Only the closing stretch of the material is wanted: the line containing "Where can the rocky outcrop" and every line after it, transcribed exactly.

> Information supplied
*** Block opens ***
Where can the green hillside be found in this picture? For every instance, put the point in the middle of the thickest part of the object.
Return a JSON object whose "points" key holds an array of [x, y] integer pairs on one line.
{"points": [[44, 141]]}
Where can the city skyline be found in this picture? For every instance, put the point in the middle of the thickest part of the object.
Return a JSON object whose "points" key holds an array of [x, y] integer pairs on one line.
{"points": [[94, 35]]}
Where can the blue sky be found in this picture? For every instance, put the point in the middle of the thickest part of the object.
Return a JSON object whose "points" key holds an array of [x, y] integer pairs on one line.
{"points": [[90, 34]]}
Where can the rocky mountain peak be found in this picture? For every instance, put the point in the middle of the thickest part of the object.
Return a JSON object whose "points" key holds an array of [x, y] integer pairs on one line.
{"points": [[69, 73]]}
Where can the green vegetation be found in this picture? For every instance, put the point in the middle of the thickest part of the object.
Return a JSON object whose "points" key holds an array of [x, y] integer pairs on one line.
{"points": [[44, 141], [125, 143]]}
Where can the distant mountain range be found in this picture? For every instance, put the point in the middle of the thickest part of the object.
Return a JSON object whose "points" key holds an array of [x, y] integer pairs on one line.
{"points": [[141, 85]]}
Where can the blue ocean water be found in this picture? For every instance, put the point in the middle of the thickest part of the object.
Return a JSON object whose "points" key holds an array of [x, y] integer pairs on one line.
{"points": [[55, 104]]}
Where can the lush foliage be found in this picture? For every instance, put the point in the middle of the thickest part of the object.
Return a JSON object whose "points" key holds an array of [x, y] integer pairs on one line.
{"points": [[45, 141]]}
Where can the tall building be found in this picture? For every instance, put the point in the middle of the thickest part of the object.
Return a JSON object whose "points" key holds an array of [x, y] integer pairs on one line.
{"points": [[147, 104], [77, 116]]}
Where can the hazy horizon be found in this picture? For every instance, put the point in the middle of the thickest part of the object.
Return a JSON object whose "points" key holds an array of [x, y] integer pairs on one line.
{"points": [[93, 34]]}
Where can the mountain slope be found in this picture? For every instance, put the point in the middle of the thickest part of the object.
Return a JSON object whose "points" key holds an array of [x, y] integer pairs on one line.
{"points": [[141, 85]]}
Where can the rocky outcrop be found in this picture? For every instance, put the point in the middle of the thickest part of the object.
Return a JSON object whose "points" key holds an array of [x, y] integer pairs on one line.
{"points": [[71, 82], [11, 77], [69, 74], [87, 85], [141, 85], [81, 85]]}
*** Block closes ***
> Finished task
Where can the rocky outcrop be found in this picture? For every instance, put the point in the middle of the thickest part of the object.
Return a JSON object whose "points" key holds an array of [x, y] integer pairs on one line.
{"points": [[71, 82], [11, 77], [69, 74], [87, 85], [141, 85], [81, 85]]}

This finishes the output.